→ **EXTRACT TO READ**
%%
The clause restricted the employee’s future employment within a geographic area that the employer could unilaterally expand, up to 250 km from company headquarters. The compensation offered was small and disproportionate.
The Court emphasized that a valid non-compete clause requires a written form, a clear definition of the subject matter, duration, territorial scope, and adequate compensation. If these conditions are vague, or if the compensation is symbolic or disproportionate, the entire clause is void—not just partially.
This decision reinforces case law that prohibits flexible clauses allowing employers to broaden post-contract restrictions unilaterally, undermining the validity of the agreement.
May 29, 2025
Dismissal for exceeding sick leave limits (comporto)
The comporto period can be extended—to protect disabled workers
Court of Naples
A healthcare worker with serious health conditions and officially recognized disability was dismissed after 364 days of illness-related absence, exceeding the permitted sick leave period (comporto). The worker claimed the dismissal was discriminatory, as it failed to consider his disability and was therefore unlawful.
The Court upheld the dismissal, noting the applicable collective contract set the comporto at 180 days, extendable to 300 upon request. However, in this case, the employer had already allowed a reasonable accommodation by waiting well beyond 180 days.
The judge ruled out unlawful discrimination, stating that there was no proven link between the absences and the disability, as the medical certificates lacked specific references to the worker’s condition. The Court clarified that employers must accommodate disabled employees only when they are concretely aware of the condition that requires protection.
The ruling confirms that reasonable accommodation must be assessed on a case-by-case basis, and anti-discrimination protections require a proven connection between absence and disability.
July 10, 2025
On-call (intermittent) work
Repeal of R.D. 2657/1923 does not affect the rules
National Labor Inspectorate (INL)
With note no. 1180/2025, the National Labor Inspectorate clarified that the repeal of Royal Decree no. 2657/1923 by Law no. 56/2025 does not affect the validity of on-call employment contracts.
%%
→ **TASK SET**
a) Please answer these from the labor law summaries, each on its own line:
(i) Up to what distance from company headquarters could the employer expand the non-compete area?
(ii) After how many days of illness-related absence was the healthcare worker dismissed?
(iii) Which law repealed Royal Decree no. 2657/1923?
b) Carry the labor law summaries forward from their final sentence.

→ **STORED DATA**
%%
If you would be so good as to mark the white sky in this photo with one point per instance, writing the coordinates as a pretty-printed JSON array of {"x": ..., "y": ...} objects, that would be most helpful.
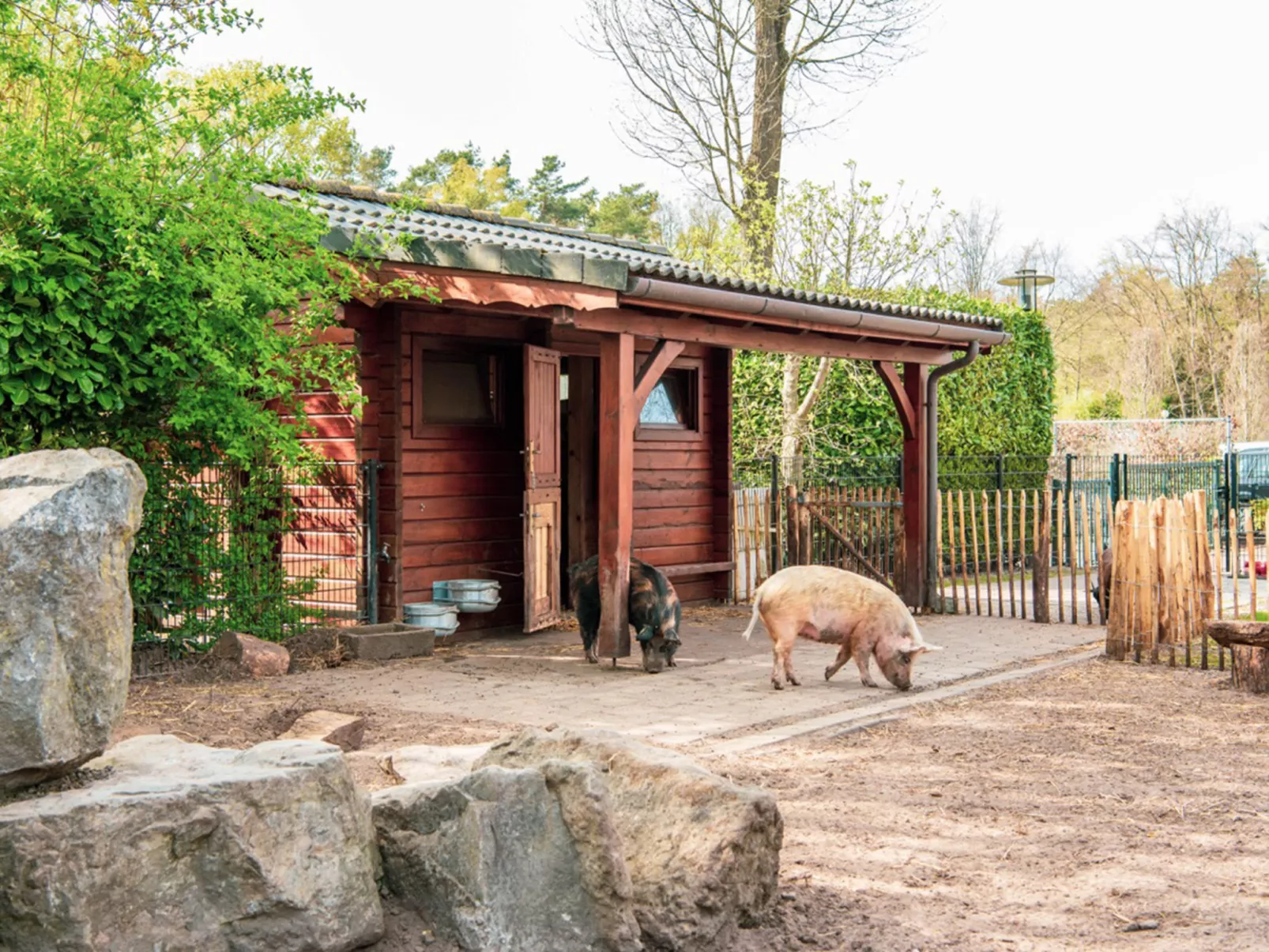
[{"x": 1083, "y": 121}]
%%
→ **ANSWERS**
a)
(i) 250 km
(ii) 364 days
(iii) Law no. 56/2025

b)
This clarification was necessary due to doubts about the validity of Ministerial Decree of October 23, 2004, which refers to a table annexed to the repealed decree to define which activities permit on-call work. The INL, in agreement with the Ministry of Labor, stated that such a reference is merely material.
Therefore, the current rules remain unchanged: on-call work can still be used in cases defined by collective contracts or, in their absence, for the activities listed in the 2004 Ministerial Decree. The repeal of R.D. 2657/1923 does not invalidate that decree.
A helpful confirmation for employers who want to use this flexible form of contract lawfully.
May 23, 2025
Workers with disabilities
Disability pension credit applies even during union leave
Supreme Court, Labor Section
Article 80 of Law no. 388/2000 grants a two-month pension credit per year of service to certain disabled workers (e.g., deaf individuals or those with over 74% disability). The case concerned whether this benefit also applies during periods of union leave.
The Supreme Court ruled in favor of the worker. Contrary to INPS’s position—that union leave doesn’t qualify as “actual work” as required—the Court emphasized that the law aims to protect vulnerable workers by granting them extra pension credit.
Denying the credit during union leave would contradict the purpose of the law and discourage union engagement among disabled employees.
The Court concluded that union leave should be equated with active work, and that the contributory benefit applies during such periods as well.